Locate every line in the rows below that contains the word "instance", and copy each of those lines.
--- Start of Supplied data ---
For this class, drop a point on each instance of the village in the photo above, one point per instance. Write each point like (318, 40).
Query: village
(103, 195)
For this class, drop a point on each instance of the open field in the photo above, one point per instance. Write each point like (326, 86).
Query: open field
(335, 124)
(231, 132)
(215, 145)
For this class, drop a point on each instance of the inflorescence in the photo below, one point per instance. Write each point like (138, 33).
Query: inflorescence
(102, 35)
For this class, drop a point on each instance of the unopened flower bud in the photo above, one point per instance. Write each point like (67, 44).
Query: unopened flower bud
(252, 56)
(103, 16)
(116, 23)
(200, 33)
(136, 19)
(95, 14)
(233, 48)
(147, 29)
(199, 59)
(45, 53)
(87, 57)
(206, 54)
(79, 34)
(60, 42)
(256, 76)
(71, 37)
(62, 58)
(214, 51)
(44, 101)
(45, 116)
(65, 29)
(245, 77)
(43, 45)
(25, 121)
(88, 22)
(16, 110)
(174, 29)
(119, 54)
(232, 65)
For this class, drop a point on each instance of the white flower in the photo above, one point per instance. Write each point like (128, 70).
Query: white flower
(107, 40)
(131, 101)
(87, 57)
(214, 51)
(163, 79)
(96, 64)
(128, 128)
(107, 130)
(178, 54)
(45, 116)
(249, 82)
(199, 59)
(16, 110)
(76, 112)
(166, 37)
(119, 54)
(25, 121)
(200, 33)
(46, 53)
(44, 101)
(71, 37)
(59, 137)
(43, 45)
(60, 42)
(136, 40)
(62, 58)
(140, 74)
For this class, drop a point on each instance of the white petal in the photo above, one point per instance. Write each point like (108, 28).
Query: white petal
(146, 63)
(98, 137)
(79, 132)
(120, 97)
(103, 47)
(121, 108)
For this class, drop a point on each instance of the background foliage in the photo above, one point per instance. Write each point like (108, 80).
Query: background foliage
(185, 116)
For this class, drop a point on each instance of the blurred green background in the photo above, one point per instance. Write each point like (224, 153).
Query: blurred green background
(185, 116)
--- End of Supplied data ---
--- Start of Supplied data ---
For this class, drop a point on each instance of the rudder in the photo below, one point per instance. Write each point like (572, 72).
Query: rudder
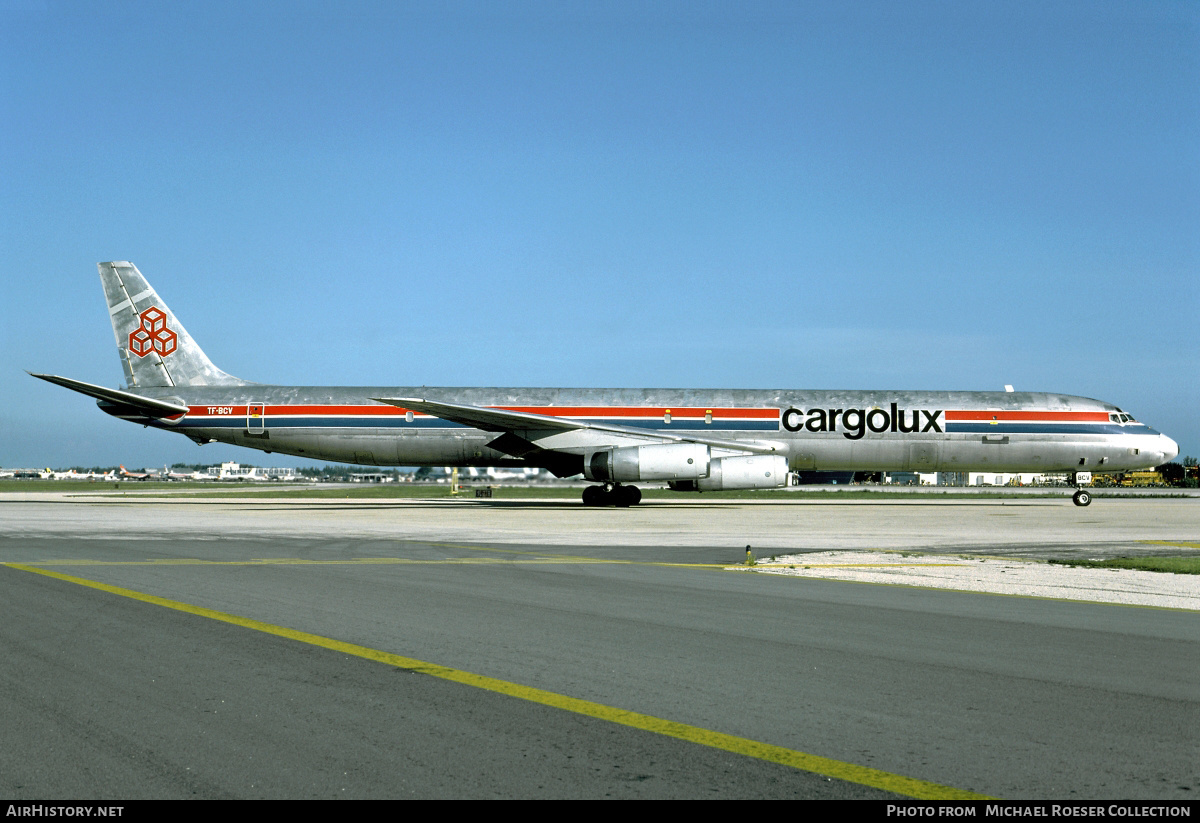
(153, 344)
--- End of Supplied data ---
--- Start of Supplied data ---
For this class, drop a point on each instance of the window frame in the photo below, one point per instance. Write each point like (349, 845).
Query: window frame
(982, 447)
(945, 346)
--- End of Supplied data ---
## Finished answer
For this class, drop a point on each instance of the village in the photo above, one point per instance. Write each point like (318, 40).
For this class, drop a point on each instance of the open field in the photo above, one point per instance. Write each point like (326, 86).
For this class, drop a point on each instance of the inflorescence in the photo below, one point per instance. Write each point like (138, 33).
For this class, drop a point on each instance of the unopened flower bud in the photo above, one point per instance. Write each point like (67, 44).
For this class, drop a point on each instance of the white flower in the photo above, one point per instance. Write each point like (128, 70).
For this class, drop a point on each instance of the white petal in the photo above, one point per instance. Write each point like (108, 28).
For this class, drop a point on each instance of the background foliage in the photo above, one point per instance. Write each point like (108, 80).
For this class, drop a point on each instance of the blurred green background in the photo above, one point per instance. Write each point like (224, 153).
For this class, drop a point on each instance of the rudder in the photo below, one point per instance. Write each point like (572, 72).
For this class, drop a point on each instance of the window frame in the photo below, one point per instance. Write each point like (349, 845).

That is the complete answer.